**Listed records:**
*-*-*
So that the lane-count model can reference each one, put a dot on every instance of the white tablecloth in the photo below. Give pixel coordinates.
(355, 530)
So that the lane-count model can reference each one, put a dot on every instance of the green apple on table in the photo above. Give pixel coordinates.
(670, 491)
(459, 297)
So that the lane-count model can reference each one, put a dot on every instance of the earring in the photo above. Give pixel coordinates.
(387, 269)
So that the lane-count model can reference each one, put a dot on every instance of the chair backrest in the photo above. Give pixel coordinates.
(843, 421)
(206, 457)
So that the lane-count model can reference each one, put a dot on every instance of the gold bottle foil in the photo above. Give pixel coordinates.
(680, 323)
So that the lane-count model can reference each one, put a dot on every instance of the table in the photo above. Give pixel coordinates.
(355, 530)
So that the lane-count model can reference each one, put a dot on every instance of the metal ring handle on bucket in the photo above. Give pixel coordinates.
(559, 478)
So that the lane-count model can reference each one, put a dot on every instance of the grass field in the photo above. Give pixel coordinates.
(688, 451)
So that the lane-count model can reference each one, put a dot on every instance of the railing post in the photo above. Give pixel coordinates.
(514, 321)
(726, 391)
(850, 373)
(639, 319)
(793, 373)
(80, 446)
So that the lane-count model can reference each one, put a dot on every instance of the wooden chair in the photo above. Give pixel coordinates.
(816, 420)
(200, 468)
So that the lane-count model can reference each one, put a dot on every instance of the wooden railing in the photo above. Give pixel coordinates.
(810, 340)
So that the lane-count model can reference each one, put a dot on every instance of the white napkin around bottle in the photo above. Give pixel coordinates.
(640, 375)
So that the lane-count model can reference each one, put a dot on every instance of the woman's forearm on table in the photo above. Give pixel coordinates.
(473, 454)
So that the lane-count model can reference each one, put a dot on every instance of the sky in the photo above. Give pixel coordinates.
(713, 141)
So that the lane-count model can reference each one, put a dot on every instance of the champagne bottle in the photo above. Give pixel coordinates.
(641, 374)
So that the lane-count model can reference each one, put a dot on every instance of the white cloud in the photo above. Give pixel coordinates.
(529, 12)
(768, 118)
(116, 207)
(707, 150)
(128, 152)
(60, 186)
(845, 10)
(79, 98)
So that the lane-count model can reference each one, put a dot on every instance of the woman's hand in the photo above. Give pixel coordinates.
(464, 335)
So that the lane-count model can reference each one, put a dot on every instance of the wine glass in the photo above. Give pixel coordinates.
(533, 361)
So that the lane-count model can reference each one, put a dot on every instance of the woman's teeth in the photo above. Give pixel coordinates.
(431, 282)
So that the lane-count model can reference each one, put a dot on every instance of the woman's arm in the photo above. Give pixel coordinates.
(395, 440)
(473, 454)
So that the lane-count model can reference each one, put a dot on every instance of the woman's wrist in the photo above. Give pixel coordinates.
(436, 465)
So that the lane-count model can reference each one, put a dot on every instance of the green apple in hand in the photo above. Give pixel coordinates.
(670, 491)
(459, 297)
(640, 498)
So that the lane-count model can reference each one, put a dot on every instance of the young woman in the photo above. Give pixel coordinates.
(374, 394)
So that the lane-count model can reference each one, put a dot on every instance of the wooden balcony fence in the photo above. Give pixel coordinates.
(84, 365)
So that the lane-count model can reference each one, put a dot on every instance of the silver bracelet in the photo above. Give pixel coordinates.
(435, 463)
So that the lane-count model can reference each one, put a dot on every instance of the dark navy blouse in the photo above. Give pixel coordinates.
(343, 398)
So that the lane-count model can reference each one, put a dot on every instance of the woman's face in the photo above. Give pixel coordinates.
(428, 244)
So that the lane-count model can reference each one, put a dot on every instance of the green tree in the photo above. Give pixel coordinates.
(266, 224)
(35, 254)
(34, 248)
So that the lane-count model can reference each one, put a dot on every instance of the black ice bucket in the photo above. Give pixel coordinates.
*-*-*
Please write out the entries exactly, keeping every line intact.

**Solution to this task:**
So that the lane-count model can reference each one, put a dot on every instance of the white tablecloth in the photo below. Give pixel coordinates.
(355, 530)
So that the lane-count model can reference each one, put a dot on every instance of the green apple on table in the photo above. Give pixel coordinates.
(670, 491)
(459, 297)
So that the lane-count model can reference each one, put a dot on every instance of the earring in the photo above. Give pixel coordinates.
(387, 269)
So that the lane-count model can reference each one, put a dot on every instance of the chair backrest in the photo above. Give pixel coordinates.
(843, 421)
(206, 457)
So that the lane-count model can reference each one, put a dot on every instance of the gold bottle foil in the photo above. Give pixel coordinates.
(680, 323)
So that the lane-count model can reference each one, put a dot on every instance of the table in the photo above. Give pixel coordinates.
(355, 530)
So that the lane-count model can reference each one, put a dot on every instance of the metal ring handle on bucket in the photo above. Give pixel coordinates.
(559, 478)
So that the lane-count model can reference each one, put a dot on every instance of the grass field in the photo above. Give pixel coordinates.
(688, 451)
So that the lane-count model can reference each one, put a dot on every instance of the railing post in the photo above. Give pixel coordinates.
(514, 321)
(726, 391)
(850, 373)
(639, 319)
(793, 373)
(80, 446)
So that the lane-count model can reference each one, put a dot on every instance of the wooden chair in the photo above. Give pixel coordinates.
(816, 420)
(200, 468)
So that the lane-count model can reference each one, put a dot on every instance of the wooden railing in the photo above. Give pixel coordinates.
(810, 340)
So that the lane-count model can reference each one, put a dot on every instance of the white napkin around bottle in the photo above. Give pixel coordinates.
(640, 375)
So that the lane-count model can reference each one, put a dot on every instance of the woman's forearm on table in the photo above. Give pixel coordinates.
(473, 454)
So that the lane-count model can reference each one, put a dot on every instance of the sky in the photo above. Give pixel coordinates.
(713, 141)
So that the lane-count model can reference each one, put a dot on every instance of the champagne bottle in the photo above. Give pixel coordinates.
(641, 374)
So that the lane-count model can reference each one, put a dot on every instance of the white cloud in the photo above. Give pixel coordinates.
(529, 12)
(768, 118)
(116, 207)
(707, 150)
(128, 152)
(60, 186)
(845, 10)
(79, 98)
So that the lane-count model can reference each one, put a dot on every instance of the woman's hand in the photo above. Give pixel coordinates.
(464, 335)
So that the lane-count model can reference each one, put a dot on every instance of the wine glass in the photo above. Give pixel coordinates.
(533, 361)
So that the lane-count model can reference each one, put a dot on every instance of the woman's teeth in the photo above. Give pixel coordinates.
(431, 282)
So that the lane-count model can reference each one, put a dot on every instance of the woman's arm in the photo above. Give pixel coordinates.
(395, 440)
(473, 454)
So that the lane-count model can reference each one, put a dot on every instance of the woman's wrist in the photo above. Give pixel coordinates.
(436, 465)
So that the lane-count model can reference each one, put a dot on every instance of the green apple in hand in the photo above. Give pixel coordinates.
(670, 491)
(459, 297)
(640, 498)
So that the lane-count model can reference each one, put a dot on every instance of the young woman in the photo above. Give pixel coordinates.
(374, 394)
So that the lane-count model can reference each one, put a dot on every instance of the wooden balcony fence in the photo above. Give pixel coordinates.
(84, 365)
So that the lane-count model can reference each one, put a dot on every instance of the silver bracelet in the photo above. Give pixel coordinates.
(435, 463)
So that the lane-count model can reference each one, put a dot on every instance of the dark navy blouse in the photo above. Give pixel coordinates.
(343, 398)
So that the lane-count model can reference each one, put a dot on every instance of the woman's face in the photo above. Give pixel coordinates.
(428, 244)
So that the lane-count model can reference each one, put a dot on every instance of the green tree in the photo above. Give pixel coordinates.
(266, 224)
(35, 254)
(34, 248)
So that the lane-count model can reference each one, put a dot on every instance of the black ice bucket in the photo above. Give pixel coordinates.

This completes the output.